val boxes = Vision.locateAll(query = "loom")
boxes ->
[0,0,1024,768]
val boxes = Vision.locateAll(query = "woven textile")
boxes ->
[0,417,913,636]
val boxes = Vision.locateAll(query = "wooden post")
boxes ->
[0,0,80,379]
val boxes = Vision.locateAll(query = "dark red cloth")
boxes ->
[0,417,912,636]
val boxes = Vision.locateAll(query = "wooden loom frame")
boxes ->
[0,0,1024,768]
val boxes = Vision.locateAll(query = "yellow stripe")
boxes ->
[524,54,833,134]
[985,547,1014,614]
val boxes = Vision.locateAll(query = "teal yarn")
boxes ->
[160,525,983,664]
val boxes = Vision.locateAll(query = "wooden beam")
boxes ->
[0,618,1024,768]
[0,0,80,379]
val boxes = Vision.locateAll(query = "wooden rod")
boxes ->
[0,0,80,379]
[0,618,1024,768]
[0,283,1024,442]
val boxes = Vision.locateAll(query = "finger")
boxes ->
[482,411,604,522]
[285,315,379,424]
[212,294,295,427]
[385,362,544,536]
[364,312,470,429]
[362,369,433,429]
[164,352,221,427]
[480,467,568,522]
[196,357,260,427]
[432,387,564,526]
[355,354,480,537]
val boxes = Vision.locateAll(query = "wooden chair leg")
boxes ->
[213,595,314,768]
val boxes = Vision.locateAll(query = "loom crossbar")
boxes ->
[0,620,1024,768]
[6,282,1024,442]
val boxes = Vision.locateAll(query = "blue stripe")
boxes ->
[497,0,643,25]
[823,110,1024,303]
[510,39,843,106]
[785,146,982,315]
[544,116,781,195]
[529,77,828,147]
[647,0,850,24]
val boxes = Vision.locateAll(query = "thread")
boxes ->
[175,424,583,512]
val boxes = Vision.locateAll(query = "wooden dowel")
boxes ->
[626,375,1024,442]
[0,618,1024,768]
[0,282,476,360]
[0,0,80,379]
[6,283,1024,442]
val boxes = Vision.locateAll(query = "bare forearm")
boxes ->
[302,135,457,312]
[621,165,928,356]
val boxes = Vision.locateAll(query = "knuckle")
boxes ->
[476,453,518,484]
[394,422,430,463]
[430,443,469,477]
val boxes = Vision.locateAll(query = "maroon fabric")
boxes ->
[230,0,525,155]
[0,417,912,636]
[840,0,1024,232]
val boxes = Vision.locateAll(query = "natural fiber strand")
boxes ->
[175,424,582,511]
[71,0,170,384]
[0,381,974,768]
☆ ☆ ☆ ☆ ☆
SET TASK: How many of the rows above contain the string "wooden", with case counting? Reply with the number alone.

ANSWER TO THIS TASK: 6